Copy word for word everything in the golf statistics text below, from "Entering 2014 he" down to "more birdie opportunities.".

-- start of Text segment --

Entering 2014 he had gained 0.27 strokes on the field through his putting and was basically Tour average in driving/scrambling/approach shots/etc. in his career. So far this season, he’s gained 0.52 strokes from putting and 1.91 strokes from driving/scrambling/approach shots/etc. About 10-15% of his improvement can be traced to his putting and the rest to his driving, iron play, and short game. In short, he’s not relying on a lucky putter like Walker, instead he’s hitting his driver and irons more consistently – leading to more distance, more greens hit, and more birdie opportunities.

This is where I should sum up all the evidence and declare a winner. Is Patrick Reed going to keep winning tournaments, maybe a Major this season? Or is he going to regress to just being another guy grinding for his card? But I don’t really have any idea. I do hope we start getting more post-round interviews that are heavier on bravado than modesty.

What’s a Hot Start Worth?

This weekend marks the eighth weekend of professional golf in 2014 and the beginning of the Florida Swing of the PGA Tour schedule. So far this season, guys like Jimmy Walker, Patrick Reed, and Harris English have started off playing like top 20 players in the world. With almost two months of the year (not to mention five months of the Tour season) in the books, it feels like we’re reaching the point where we can start to tell who’s struggling, who’s excelling, who’s going to contend for a Major, who’s the next Big Thing, etc. This post is designed to throw some water on those ideas. Two months doesn’t tell us very much about how the rest of the season will play out, at least when compared to a much larger sample of past tournaments.

To test how predictive the first two months of the golf season are of the rest of the season, I gathered all players 2010 to 2013 who played at least 50 rounds in the two seasons prior to the season in question (ie, 2008-09 for 2010, 2009-10 for 2011, etc.) and who played any rounds in the first two months of the season in question and in the remaining calendar year of the season in question. I kept these requirements fairly loose, but tested other combinations. In total, I found 1984 seasons from players on the PGA Tour, European Tour, Web.com Tour, and Challenge Tour. I found the average performance in z-score for the two years prior to the season in question, the first two months of the season in question, and the remainder of the season in question.

To test whether the first two months were predictive of the remainder of the season I first simply found the correlation between the first two months and the remainder of the season. I found a strong correlation (R=0.57) between the two, indicating that the first two months were highly predictive of the rest of the season. However when I examined the correlation between the prior two seasons and the remainder of the season in question (while ignoring the most recent two months), the correlation grew even larger (R=0.68). Note again that this ignores the first two months of the season. That is, if you lock me in a room from New Years until March without access to any information about professional golf I will do a better job predicting the season than someone who only relies on who’s playing well in January and February.

Now, obviously you don’t have to ignore one set of data (two year average) in favor of another (two month average). I ran a simple linear regression of the two variables (two year average and two month average) on the rest-of-season average to see if the accuracy would improve. Indeed, including both variables increased the correlation slightly to 0.72, meaning that this model explains over half of the variance in the remainder of the season (this again shows how random golf is). More interesting are the coefficients the regression spits out: Y = (0.72*Two Year)+(0.20*Two Month)+0.04. That is, the two year average is 3.5 times more important than the two month average.

-- end of Text segment --
-- start of Stored records --

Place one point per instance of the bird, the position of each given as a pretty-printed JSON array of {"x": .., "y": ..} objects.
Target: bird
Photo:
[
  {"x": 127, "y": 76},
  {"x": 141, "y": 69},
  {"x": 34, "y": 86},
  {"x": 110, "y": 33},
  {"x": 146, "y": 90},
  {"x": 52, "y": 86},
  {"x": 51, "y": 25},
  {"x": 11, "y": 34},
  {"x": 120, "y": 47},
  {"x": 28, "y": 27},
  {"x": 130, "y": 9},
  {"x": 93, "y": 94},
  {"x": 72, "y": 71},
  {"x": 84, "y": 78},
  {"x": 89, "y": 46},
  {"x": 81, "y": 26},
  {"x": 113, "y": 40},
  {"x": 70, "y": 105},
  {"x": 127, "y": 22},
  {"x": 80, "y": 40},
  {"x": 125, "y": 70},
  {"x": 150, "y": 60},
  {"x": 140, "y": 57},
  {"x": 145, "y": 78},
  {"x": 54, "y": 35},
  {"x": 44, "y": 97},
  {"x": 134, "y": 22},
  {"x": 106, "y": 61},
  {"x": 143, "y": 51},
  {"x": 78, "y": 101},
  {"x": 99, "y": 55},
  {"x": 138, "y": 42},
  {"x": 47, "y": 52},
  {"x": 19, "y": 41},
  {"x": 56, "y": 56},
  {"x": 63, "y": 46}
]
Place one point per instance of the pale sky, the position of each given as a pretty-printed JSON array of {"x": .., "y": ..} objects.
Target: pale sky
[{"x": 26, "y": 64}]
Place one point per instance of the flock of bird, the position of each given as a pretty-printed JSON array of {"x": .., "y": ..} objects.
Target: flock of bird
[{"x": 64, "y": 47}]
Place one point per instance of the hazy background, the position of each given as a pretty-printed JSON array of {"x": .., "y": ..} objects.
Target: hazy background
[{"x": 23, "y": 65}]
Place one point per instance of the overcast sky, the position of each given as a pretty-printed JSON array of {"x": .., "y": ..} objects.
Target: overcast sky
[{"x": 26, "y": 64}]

-- end of Stored records --
-- start of Stored records --

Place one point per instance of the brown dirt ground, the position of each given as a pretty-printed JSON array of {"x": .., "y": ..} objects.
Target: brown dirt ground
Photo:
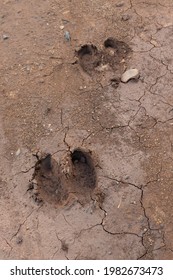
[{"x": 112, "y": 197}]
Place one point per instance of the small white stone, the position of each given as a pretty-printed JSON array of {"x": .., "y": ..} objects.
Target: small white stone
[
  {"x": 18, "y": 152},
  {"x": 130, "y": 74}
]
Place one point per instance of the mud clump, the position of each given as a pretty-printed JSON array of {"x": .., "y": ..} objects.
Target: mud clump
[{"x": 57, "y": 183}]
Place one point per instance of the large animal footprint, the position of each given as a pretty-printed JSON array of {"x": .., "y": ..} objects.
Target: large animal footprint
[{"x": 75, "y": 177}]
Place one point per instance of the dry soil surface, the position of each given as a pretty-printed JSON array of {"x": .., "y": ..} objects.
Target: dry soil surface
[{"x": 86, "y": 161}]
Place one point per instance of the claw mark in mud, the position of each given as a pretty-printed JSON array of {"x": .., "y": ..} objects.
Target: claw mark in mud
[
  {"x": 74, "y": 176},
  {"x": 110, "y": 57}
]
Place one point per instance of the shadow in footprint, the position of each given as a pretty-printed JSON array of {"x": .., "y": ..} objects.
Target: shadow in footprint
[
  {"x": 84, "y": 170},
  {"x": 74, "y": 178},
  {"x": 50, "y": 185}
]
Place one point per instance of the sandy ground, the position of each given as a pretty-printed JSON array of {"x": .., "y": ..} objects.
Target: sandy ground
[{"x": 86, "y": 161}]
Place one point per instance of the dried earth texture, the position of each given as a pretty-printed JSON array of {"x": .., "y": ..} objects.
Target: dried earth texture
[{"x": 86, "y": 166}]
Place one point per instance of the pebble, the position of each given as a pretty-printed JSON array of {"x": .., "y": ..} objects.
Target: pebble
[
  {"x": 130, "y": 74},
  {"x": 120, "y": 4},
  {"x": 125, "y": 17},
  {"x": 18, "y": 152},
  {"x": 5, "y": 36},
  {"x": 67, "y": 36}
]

-- end of Stored records --

▶ Exercise solution:
Entering 2014 he had gained 0.27 strokes on the field through his putting and was basically Tour average in driving/scrambling/approach shots/etc. in his career. So far this season, he’s gained 0.52 strokes from putting and 1.91 strokes from driving/scrambling/approach shots/etc. About 10-15% of his improvement can be traced to his putting and the rest to his driving, iron play, and short game. In short, he’s not relying on a lucky putter like Walker, instead he’s hitting his driver and irons more consistently – leading to more distance, more greens hit, and more birdie opportunities.